### What the task requires
Of all the lines in the material, tally those containing the string "below", and report nothing but the total.

### The input
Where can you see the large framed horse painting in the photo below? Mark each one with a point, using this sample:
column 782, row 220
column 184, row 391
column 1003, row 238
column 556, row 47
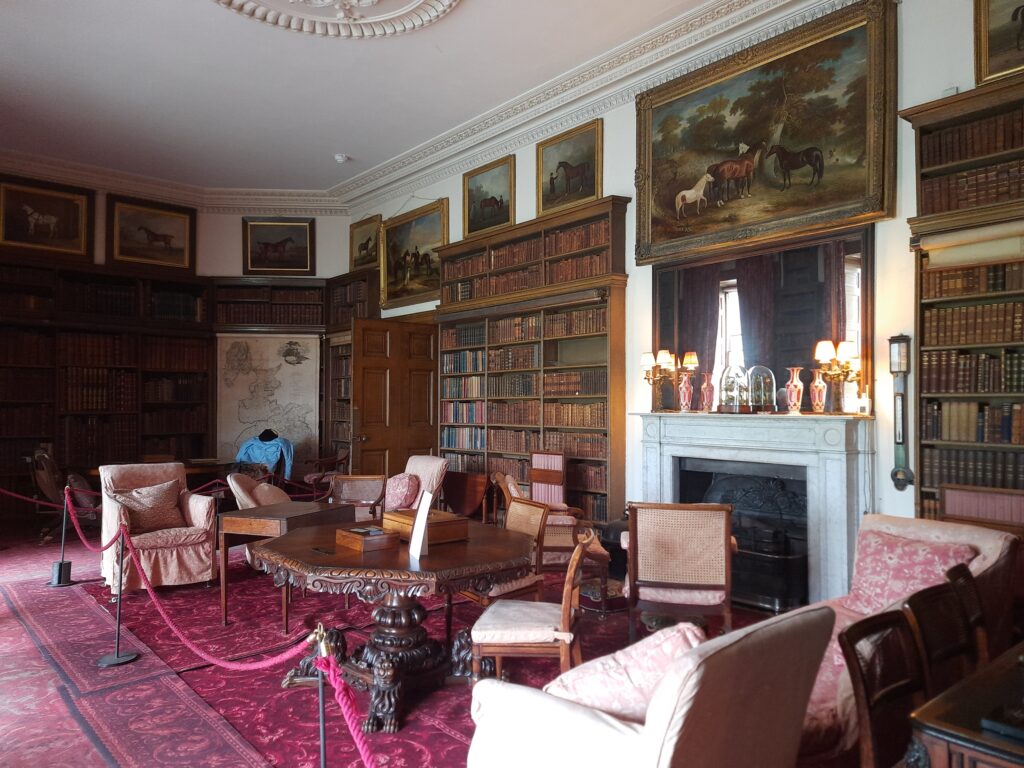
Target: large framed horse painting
column 364, row 243
column 145, row 235
column 488, row 197
column 568, row 168
column 39, row 219
column 998, row 39
column 792, row 136
column 410, row 264
column 279, row 245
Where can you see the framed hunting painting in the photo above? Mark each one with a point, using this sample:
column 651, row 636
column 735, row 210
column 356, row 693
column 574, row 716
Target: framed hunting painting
column 998, row 39
column 488, row 197
column 568, row 168
column 144, row 233
column 39, row 218
column 279, row 245
column 410, row 264
column 794, row 136
column 364, row 243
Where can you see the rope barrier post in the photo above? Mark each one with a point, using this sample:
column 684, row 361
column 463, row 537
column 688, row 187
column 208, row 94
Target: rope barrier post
column 60, row 570
column 117, row 657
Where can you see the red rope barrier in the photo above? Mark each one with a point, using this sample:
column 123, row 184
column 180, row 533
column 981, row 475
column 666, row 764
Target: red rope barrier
column 346, row 700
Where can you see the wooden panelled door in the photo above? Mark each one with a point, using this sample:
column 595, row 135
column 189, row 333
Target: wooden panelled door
column 393, row 394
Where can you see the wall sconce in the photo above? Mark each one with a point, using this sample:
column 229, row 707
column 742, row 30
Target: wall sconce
column 840, row 364
column 899, row 366
column 656, row 371
column 686, row 380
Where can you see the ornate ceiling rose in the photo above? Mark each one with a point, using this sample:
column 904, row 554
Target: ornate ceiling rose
column 350, row 18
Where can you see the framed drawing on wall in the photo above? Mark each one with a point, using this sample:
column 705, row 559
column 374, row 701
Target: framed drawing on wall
column 279, row 245
column 998, row 39
column 40, row 218
column 364, row 243
column 796, row 136
column 410, row 264
column 568, row 168
column 145, row 233
column 488, row 197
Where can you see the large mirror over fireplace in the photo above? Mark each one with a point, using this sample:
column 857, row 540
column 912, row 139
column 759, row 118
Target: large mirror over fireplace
column 770, row 307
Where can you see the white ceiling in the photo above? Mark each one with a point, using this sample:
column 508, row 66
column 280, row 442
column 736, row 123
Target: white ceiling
column 190, row 92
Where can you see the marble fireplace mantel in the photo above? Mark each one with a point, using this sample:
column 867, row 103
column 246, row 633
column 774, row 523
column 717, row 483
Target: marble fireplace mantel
column 836, row 452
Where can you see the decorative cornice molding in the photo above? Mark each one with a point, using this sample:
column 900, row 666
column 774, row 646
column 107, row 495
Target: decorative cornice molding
column 600, row 86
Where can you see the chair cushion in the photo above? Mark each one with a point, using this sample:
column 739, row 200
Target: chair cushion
column 400, row 492
column 888, row 568
column 519, row 622
column 677, row 596
column 264, row 495
column 151, row 507
column 622, row 684
column 170, row 538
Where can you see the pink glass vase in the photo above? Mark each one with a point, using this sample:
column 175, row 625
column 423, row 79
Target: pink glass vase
column 707, row 394
column 685, row 390
column 818, row 388
column 794, row 390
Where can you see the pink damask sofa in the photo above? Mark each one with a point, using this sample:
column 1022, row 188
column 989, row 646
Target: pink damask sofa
column 895, row 557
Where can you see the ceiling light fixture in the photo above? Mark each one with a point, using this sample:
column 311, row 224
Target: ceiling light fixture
column 344, row 17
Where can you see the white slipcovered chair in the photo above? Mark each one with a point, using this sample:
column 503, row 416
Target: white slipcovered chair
column 734, row 701
column 171, row 527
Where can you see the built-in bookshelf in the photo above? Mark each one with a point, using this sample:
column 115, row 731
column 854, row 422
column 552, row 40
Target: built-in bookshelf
column 970, row 150
column 531, row 339
column 971, row 328
column 350, row 296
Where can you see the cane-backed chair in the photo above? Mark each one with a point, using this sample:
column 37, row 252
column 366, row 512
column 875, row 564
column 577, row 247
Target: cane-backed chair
column 517, row 628
column 680, row 561
column 888, row 684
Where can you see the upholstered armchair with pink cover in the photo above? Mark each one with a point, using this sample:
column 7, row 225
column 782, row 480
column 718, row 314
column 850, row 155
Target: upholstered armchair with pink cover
column 171, row 527
column 669, row 700
column 895, row 557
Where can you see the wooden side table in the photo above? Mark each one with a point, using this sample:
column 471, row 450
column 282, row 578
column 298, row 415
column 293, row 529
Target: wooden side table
column 269, row 522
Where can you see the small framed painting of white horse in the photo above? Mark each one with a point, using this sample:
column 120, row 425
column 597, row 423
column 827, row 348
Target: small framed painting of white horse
column 37, row 217
column 144, row 235
column 488, row 197
column 279, row 245
column 568, row 168
column 364, row 243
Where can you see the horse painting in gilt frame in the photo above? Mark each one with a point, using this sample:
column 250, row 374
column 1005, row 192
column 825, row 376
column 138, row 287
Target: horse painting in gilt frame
column 143, row 235
column 786, row 140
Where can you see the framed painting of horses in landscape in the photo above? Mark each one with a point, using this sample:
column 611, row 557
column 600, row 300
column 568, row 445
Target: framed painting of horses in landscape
column 794, row 136
column 488, row 197
column 998, row 39
column 38, row 218
column 568, row 168
column 279, row 245
column 364, row 243
column 410, row 264
column 146, row 235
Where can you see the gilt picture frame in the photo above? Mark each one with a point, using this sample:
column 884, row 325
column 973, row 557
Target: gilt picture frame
column 488, row 197
column 44, row 220
column 143, row 235
column 795, row 136
column 998, row 39
column 282, row 246
column 410, row 263
column 364, row 243
column 569, row 167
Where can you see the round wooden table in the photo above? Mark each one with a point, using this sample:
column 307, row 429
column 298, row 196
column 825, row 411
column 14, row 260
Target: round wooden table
column 398, row 653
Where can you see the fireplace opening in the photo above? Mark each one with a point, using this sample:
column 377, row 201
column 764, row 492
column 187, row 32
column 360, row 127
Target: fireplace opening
column 769, row 522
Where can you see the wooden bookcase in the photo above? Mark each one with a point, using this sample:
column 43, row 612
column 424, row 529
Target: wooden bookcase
column 530, row 351
column 970, row 153
column 350, row 296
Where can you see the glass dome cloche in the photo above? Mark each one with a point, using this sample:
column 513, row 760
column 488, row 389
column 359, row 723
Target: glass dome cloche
column 761, row 385
column 733, row 391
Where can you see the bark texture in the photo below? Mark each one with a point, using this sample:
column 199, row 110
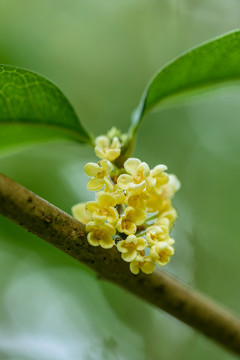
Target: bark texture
column 67, row 234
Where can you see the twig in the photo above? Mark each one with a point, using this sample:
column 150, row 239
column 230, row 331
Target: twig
column 67, row 234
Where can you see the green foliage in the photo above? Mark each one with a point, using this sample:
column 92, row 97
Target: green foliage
column 32, row 109
column 208, row 65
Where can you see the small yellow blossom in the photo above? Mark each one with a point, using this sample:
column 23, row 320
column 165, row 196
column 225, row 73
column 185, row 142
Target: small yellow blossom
column 100, row 235
column 161, row 253
column 130, row 247
column 158, row 178
column 169, row 216
column 133, row 200
column 103, row 209
column 139, row 172
column 117, row 192
column 145, row 263
column 136, row 198
column 130, row 220
column 80, row 213
column 157, row 233
column 106, row 149
column 99, row 174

### Answer to the exercise
2